> [Exercises to complete]
a) Please print the stretch of the span safety page from "All the above" through "of ref-like types." with no changes.
b) Render the records, from their start through the line containing "(1177, 574)", as a two-column CSV with columns instruction and points. Give one row per request, with its text and its answer each in a single quoted field and line breaks replaced by spaces, and leave out the pictures.

> [Reading passage]
Span Safety.md

Copied from https://github.com/dotnet/csharplang/blob/ef449a65b4c46e124b604213f11073b23675a93e/proposals/csharp-7.2/span-safety.md And then edited to use the terminilogy from dotnet/csharpstandard#795

Compile time enforcement of safety for ref-like types

Introduction

The main reason for the additional safety rules when dealing with types like Span<T> and ReadOnlySpan<T> is that such types must be confined to the execution stack.

There are two reasons why Span<T> and similar types must be a stack-only types.

1. Span<T> is semantically a struct containing a reference and a range - (ref T data, int length). Regardless of actual implementation, writes to such struct would not be atomic. Concurrent "tearing" of such struct would lead to the possibility of length not matching the data, causing out-of-range accesses and type-safety violations, which ultimately could result in GC heap corruption in seemingly "safe" code.
2. Some implementations of Span<T> literally contain a managed pointer in one of its fields. Managed pointers are not supported as fields of heap objects and code that manages to put a managed pointer on the GC heap typically crashes at JIT time.

All the above problems would be alleviated if instances of Span<T> are constrained to exist only on the execution stack.

An additional problem arises due to composition. It would be generally desirable to build more complex data types that would embed Span<T> and ReadOnlySpan<T> instances. Such composite types would have to be structs and would share all the hazards and requirements of Span<T>. As a result the safety rules described here should be viewed as applicable to the whole range of ref-like types.

The draft language specification is intended to ensure that values of a ref-like type occur only on the stack.

> [Data shown]
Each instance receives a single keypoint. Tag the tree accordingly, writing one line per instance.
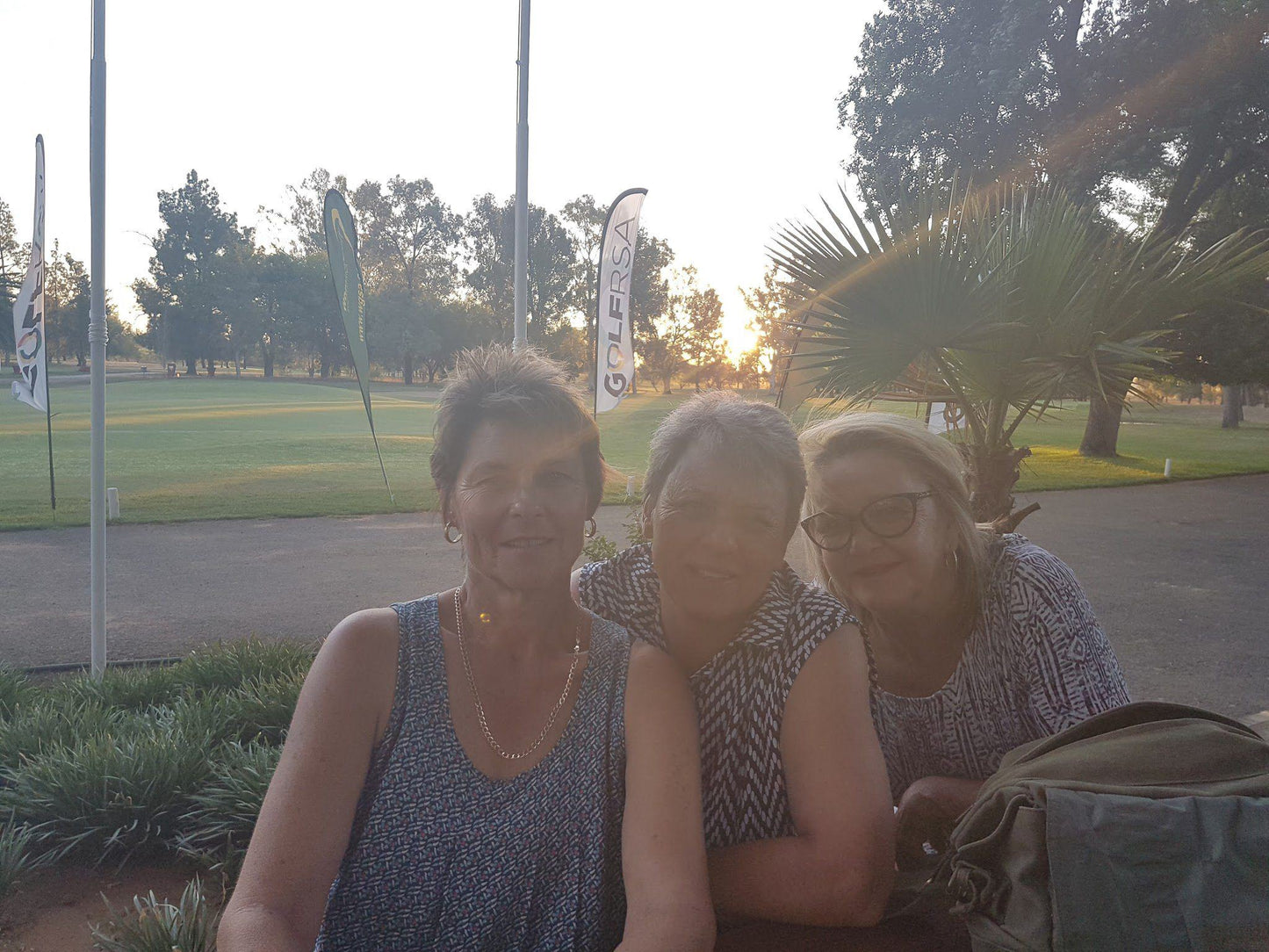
(1001, 302)
(1222, 343)
(1165, 94)
(407, 238)
(13, 270)
(773, 304)
(193, 273)
(661, 357)
(305, 216)
(489, 231)
(1168, 96)
(702, 325)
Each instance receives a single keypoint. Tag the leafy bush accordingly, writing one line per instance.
(233, 664)
(125, 689)
(14, 690)
(219, 826)
(16, 855)
(190, 926)
(112, 791)
(47, 721)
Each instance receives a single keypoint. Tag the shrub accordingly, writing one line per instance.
(260, 710)
(14, 690)
(219, 828)
(16, 855)
(233, 664)
(109, 792)
(47, 721)
(122, 689)
(160, 927)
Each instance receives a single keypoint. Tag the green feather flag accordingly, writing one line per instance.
(350, 290)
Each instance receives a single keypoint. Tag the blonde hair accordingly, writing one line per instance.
(929, 456)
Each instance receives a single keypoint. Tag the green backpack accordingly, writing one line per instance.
(1143, 828)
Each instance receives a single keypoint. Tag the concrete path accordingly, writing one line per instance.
(1177, 573)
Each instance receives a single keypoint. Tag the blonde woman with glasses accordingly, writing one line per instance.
(977, 643)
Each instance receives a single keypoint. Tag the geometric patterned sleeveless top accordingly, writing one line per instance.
(740, 692)
(1035, 663)
(443, 857)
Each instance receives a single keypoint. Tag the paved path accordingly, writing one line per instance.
(1177, 574)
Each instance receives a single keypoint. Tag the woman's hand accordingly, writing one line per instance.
(928, 811)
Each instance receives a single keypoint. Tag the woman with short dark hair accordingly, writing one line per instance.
(796, 809)
(482, 768)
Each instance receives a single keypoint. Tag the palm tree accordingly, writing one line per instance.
(1003, 299)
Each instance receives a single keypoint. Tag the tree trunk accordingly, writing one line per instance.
(1101, 430)
(1231, 407)
(991, 482)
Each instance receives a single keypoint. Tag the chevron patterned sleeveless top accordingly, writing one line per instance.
(443, 857)
(740, 692)
(1035, 663)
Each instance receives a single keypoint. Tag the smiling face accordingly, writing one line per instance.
(883, 575)
(521, 503)
(718, 530)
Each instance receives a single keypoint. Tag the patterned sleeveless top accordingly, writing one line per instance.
(443, 857)
(740, 692)
(1035, 664)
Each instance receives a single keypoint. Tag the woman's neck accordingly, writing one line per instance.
(927, 632)
(533, 618)
(692, 640)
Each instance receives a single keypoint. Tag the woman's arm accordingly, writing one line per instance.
(663, 841)
(307, 815)
(839, 867)
(1071, 672)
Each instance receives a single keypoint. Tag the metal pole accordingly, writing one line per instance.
(97, 334)
(522, 184)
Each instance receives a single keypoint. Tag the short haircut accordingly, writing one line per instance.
(932, 458)
(525, 387)
(744, 430)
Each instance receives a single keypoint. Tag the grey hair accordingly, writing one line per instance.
(745, 430)
(933, 458)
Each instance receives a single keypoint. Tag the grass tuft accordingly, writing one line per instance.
(17, 855)
(16, 689)
(153, 926)
(109, 792)
(219, 826)
(233, 664)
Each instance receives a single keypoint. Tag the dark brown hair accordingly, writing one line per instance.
(524, 387)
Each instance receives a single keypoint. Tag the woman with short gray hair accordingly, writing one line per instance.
(796, 807)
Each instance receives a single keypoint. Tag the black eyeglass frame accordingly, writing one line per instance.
(914, 498)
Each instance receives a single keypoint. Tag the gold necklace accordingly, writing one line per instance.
(479, 709)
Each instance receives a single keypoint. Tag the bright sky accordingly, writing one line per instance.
(725, 112)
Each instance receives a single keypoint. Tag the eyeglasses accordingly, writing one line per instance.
(889, 516)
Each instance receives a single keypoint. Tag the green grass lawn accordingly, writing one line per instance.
(237, 448)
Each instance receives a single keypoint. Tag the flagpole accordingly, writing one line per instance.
(97, 335)
(48, 421)
(522, 184)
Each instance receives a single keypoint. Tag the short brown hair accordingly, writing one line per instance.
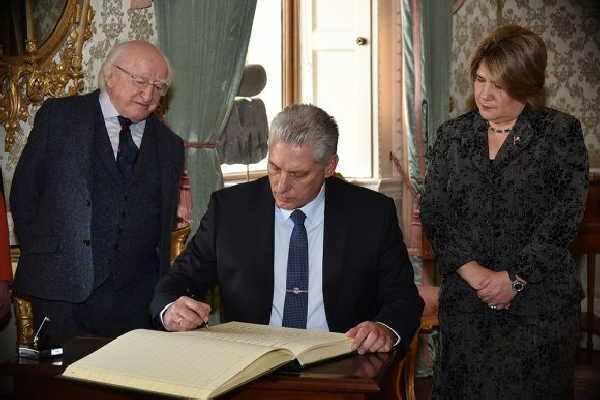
(516, 57)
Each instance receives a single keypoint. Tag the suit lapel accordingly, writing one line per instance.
(104, 148)
(84, 125)
(263, 248)
(519, 139)
(479, 145)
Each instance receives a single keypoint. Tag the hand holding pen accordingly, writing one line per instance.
(186, 313)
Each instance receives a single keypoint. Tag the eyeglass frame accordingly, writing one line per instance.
(162, 87)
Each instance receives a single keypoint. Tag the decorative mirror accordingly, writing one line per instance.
(31, 34)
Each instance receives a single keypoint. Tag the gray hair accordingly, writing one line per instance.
(117, 50)
(301, 124)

> [Task-by-task outputs]
a)
All the above problems would be alleviated if instances of Span<T> are constrained to exist only on the execution stack.

An additional problem arises due to composition. It would be generally desirable to build more complex data types that would embed Span<T> and ReadOnlySpan<T> instances. Such composite types would have to be structs and would share all the hazards and requirements of Span<T>. As a result the safety rules described here should be viewed as applicable to the whole range of ref-like types.

b)
instruction,points
"Each instance receives a single keypoint. Tag the tree accordingly, writing one line per instance.","(1001, 302) (1222, 343) (1165, 94) (407, 238) (13, 270) (773, 304) (193, 273) (661, 357) (305, 216) (489, 231) (1168, 96) (702, 325)"
"Each instance receives a single keypoint. Tag the leafy bush accordingly, writing one line per instance.","(233, 664) (125, 689) (14, 690) (219, 826) (16, 855) (190, 926) (112, 791) (47, 721)"
"Each instance receives a single keypoint. Tag the shrub accordingly, writing one line per instance.","(260, 710) (14, 690) (219, 828) (16, 855) (233, 664) (109, 792) (47, 721) (122, 689) (160, 927)"
"Each instance receives a single keypoint. Tag the green feather flag accordingly, writing one line per instance.","(350, 290)"
"Each instance receives a single keypoint. Tag the blonde hair accordingly, writing one line per instance.","(929, 456)"
"Each instance receives a single keypoint. Tag the green backpack accordingly, writing one line per instance.","(1143, 828)"
"Each instance receives a single keypoint. Tag the concrete path accordingly, writing one line per instance.","(1177, 573)"
"Each instance receives a single keypoint. Tag the blonde woman with glasses accordingly, writing one line per instance.","(977, 643)"
"Each instance receives a single keypoint. Tag the geometric patterned sleeveless top accordingly, writing one line per instance.","(740, 692) (1035, 663) (443, 857)"
"Each instance receives a single keypoint. Tag the paved path accordingly, writing one line per instance.","(1177, 574)"